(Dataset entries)
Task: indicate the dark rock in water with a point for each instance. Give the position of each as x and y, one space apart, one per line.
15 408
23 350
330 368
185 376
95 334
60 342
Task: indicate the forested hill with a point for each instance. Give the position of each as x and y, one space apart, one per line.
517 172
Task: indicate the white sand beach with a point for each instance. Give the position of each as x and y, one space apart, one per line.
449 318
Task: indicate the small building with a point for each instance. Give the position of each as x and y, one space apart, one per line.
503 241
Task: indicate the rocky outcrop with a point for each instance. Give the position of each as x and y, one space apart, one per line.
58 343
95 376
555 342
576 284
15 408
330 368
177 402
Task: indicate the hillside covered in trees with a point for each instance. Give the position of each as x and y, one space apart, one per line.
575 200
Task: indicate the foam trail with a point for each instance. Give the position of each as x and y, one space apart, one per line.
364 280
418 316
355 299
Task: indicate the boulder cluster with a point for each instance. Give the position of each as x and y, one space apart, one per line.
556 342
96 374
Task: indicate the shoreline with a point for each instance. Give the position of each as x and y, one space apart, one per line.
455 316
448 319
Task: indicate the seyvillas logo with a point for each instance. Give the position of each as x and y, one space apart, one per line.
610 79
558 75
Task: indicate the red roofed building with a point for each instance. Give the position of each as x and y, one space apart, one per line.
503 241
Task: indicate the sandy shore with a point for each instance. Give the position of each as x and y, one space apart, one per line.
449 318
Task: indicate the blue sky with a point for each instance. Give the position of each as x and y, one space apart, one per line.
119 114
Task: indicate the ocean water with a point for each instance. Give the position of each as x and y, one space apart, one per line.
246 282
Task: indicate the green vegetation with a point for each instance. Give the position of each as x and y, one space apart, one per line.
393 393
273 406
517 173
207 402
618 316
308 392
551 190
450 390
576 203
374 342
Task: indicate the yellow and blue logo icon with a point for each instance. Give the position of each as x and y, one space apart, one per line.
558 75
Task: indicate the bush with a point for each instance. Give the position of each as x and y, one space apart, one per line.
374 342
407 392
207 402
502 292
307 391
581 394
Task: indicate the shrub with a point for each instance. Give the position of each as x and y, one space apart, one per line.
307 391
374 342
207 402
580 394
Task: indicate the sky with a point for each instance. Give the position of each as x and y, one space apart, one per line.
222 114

...

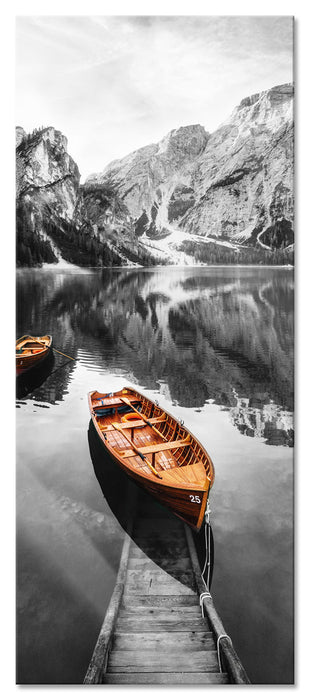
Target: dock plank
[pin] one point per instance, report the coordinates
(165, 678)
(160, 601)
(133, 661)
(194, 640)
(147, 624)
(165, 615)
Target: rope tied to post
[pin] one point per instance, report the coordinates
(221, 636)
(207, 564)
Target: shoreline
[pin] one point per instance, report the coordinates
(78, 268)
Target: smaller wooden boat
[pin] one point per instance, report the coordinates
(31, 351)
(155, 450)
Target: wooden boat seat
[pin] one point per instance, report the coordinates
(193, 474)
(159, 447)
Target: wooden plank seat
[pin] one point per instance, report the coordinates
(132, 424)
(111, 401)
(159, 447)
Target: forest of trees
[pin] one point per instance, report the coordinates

---

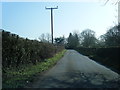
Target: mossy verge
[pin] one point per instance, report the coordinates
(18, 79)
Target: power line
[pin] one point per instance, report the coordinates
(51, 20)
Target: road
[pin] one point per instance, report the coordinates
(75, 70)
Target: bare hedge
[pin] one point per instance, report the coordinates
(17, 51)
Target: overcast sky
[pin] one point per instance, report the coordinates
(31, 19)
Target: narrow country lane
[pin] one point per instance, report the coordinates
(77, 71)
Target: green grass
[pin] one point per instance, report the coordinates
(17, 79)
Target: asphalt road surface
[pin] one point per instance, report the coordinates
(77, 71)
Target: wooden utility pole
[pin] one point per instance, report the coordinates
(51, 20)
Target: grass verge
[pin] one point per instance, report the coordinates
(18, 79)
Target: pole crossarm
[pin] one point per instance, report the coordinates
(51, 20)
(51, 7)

* Exercise details: Please find the lines in the data that contain the word "wooden" and copy them.

* Your solution:
Target: smaller wooden boat
Target: wooden boat seat
Target: wooden plank seat
Target: wooden utility pole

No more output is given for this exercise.